**BRANO FORNITO:**
Fra le opere contemporanee che costellano il percorso espositivo: le sculture Bottari di Kimsooja (Taegu, Corea, 1957), fagotti realizzati con copriletti usati e riempiti di biancheria e vestiti appartenuti ad altre persone. Il termine “Bottari”, in Corea e in altri paesi asiatici, indica il fagotto utilizzato per imballare effetti personali durante trasporti improvvisati e migrazioni, In questo senso, i Bottari di Kimsooja racchiudono storie di corpi, presenze, assenze. Temi come il rapporto tra identità e nomadismo, con particolare attenzione all’idea di ibridismo culturale e linguistico, sono anche al centro del video A Needle Woman di Kimsooja, proiettato in mostra.
Infine, la storia giapponese può diventare anche materia di speculazione fantastica, come dimostra il video Kishi the Vampire di Royce Ng (Hong Kong, 1983), storia del primo ministro Kishi Nobusuke riletta in forma di racconto di vampiri. Un’opera a cui fa eco il film Tungus, 通古斯 dell’artista cinese Wang Tuo (Changchun, China, 1984), che indaga gli stessi temi intrecciando fatti storici, finzione e mitologia.
A giugno 2025, la mostra sarà arricchita dal catalogo in lingua italiana e inglese edito da Silvana Editoriale, con saggi critici inediti e un ampio apparato iconografico. Grazie alla collaborazione con l’Istituto dei Sordi di Torino, tutti i contenuti della mostra sono disponibili in LIS.

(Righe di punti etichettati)
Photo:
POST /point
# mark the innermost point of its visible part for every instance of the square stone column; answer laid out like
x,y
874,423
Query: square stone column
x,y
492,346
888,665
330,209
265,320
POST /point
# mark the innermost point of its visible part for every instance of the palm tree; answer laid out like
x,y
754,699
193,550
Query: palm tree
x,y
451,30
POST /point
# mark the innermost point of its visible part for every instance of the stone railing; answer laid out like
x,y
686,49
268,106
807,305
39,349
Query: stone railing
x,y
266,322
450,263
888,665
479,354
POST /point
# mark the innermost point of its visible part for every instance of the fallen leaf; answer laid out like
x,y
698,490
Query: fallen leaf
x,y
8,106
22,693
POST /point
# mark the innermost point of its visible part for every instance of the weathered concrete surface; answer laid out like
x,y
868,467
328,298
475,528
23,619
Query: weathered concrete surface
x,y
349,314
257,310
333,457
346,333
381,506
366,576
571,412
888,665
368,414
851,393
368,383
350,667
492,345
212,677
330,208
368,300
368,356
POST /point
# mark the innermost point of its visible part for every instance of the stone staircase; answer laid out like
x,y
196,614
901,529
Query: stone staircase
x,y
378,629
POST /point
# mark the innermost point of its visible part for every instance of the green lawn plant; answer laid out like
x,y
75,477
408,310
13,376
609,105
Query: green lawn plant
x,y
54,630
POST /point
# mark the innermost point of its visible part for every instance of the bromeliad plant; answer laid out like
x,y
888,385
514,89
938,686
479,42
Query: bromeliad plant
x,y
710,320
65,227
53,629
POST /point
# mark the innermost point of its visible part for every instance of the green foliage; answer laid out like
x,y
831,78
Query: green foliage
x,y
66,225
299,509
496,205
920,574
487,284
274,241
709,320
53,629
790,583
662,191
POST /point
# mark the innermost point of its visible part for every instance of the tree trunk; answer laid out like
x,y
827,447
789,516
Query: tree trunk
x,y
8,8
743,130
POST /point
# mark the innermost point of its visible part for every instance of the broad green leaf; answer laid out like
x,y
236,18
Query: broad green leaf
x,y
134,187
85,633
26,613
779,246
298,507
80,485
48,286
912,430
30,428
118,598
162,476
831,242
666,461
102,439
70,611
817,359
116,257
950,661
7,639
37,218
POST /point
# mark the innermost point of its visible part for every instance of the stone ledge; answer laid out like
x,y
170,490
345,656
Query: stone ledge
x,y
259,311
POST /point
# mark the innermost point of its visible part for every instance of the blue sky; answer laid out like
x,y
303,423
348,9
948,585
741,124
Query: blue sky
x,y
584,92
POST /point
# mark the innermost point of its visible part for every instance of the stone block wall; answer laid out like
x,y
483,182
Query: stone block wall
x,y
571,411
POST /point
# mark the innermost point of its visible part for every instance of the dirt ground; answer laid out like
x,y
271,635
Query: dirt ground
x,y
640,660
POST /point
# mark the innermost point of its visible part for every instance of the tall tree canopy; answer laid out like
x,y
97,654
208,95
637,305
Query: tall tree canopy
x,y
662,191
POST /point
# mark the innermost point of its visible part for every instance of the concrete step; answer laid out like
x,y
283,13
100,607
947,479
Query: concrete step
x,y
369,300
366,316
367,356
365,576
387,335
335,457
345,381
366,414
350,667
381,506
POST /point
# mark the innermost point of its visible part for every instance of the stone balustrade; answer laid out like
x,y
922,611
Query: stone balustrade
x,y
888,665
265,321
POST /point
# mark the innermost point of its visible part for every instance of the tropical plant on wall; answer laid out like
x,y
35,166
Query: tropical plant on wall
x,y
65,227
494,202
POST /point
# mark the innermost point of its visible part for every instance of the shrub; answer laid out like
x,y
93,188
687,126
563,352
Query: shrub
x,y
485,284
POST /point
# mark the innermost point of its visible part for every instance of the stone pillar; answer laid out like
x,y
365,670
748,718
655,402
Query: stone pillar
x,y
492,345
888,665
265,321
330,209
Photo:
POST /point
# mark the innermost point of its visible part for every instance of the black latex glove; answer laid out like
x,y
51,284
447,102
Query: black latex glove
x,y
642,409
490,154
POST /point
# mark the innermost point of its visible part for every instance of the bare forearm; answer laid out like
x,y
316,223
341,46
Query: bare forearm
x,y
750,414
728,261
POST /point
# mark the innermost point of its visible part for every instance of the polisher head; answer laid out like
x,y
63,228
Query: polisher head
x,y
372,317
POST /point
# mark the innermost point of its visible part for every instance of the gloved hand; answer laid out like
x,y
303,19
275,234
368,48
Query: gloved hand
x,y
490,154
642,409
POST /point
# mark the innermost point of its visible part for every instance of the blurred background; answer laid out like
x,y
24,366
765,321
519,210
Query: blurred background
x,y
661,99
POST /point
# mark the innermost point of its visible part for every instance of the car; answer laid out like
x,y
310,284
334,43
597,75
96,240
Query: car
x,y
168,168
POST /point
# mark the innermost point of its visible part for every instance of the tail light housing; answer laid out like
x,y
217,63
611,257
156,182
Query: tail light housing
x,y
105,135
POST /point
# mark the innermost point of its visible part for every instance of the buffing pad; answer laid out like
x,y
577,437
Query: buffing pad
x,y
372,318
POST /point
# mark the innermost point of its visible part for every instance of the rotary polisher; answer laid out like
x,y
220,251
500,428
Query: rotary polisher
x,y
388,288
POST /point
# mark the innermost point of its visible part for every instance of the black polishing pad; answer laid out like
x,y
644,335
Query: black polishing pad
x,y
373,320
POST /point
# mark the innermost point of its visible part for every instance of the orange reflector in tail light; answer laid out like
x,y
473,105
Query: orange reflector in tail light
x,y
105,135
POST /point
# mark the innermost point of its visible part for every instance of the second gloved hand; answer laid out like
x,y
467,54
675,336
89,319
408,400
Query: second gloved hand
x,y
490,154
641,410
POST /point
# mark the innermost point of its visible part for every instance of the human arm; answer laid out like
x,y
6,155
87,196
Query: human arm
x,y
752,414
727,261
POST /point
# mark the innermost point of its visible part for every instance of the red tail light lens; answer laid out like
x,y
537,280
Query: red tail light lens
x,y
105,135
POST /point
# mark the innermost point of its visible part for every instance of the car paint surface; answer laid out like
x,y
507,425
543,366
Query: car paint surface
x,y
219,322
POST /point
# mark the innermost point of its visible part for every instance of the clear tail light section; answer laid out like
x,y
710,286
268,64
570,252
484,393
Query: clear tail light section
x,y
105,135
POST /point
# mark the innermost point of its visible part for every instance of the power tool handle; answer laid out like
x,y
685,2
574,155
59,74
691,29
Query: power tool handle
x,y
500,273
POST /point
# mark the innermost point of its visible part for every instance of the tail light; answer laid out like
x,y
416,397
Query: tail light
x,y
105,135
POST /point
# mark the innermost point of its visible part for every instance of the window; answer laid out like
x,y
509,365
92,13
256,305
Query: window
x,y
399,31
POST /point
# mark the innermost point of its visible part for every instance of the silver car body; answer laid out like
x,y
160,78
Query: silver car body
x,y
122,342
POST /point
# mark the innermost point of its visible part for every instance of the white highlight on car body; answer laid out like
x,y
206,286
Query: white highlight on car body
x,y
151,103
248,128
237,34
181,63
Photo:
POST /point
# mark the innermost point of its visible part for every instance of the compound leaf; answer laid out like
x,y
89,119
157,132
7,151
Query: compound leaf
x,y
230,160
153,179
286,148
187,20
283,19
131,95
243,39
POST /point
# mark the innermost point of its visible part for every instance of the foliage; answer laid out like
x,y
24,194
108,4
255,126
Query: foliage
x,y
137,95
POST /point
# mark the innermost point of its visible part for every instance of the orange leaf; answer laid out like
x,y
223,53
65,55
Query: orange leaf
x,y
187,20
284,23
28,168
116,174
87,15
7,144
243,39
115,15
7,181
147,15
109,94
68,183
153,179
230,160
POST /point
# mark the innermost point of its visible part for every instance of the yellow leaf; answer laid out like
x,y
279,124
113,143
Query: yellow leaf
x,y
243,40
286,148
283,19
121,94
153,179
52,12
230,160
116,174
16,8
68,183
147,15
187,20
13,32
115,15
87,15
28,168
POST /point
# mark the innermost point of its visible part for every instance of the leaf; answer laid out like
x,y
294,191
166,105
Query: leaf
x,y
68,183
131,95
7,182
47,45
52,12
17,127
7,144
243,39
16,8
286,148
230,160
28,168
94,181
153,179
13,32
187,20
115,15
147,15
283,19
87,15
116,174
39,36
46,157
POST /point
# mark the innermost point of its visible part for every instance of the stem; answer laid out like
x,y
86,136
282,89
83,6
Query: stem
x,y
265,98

**ATTIVITÀ DA SVOLGERE:**
1) Secondo il brano sulla mostra, quale casa editrice pubblicherà il catalogo a giugno 2025?
2) Elenca tutti gli artisti nominati nel brano sulla mostra.
3) Prosegui il brano sulla mostra a partire dalla sua ultima frase.

**SOLUZIONI DELL'ESERCIZIO:**
1) Silvana Editoriale.

2) Kimsooja, Royce Ng, Wang Tuo.

3)
Evolving Soundscapes, il programma musicale e performativo
La mostra è arricchita dal programma musicale e performativo Evolving Soundscapes, a cura di Chiara Lee e Freddie Murphy, concepito come un’estensione performativa della mostra.
Il public program ha preso il via ieri sera, 11 aprile, in occasione dell’inaugurazione della mostra, con la musica della percussionista giapponese Tsubasa Hori, che combina taiko tradizionale e musica sperimentale contemporanea.
Venerdì 9 maggio 2025 (ore 18:30) sale sul palco la violoncellista, compositrice e performer MIZU, che sfida i confini tra teatro, concerto e performance. Uscita recentemente con il suo ultimo album Forest Scenes, HIZU combina suoni registrati con manipolazioni elettroniche e produzione sperimentale, esplorando la propria identità musicale e di donna trans.

Infine, martedì 1 luglio 2025 (ore 18:30), il sound artist fujilllllllllllta indaga i suoni inesplorati di fenomeni naturali come aria e suoni minimali, ispirandosi alla musica classica giapponese (gagaku).
La partecipazione agli eventi del public program è inclusa nel biglietto di ingresso alla mostra. In occasione delle performance, la mostra chiuderà alle ore 19:30.
Informazioni per il pubblico
MAO Museo d’Arte Orientale (Via San Domenico, 11, Torino)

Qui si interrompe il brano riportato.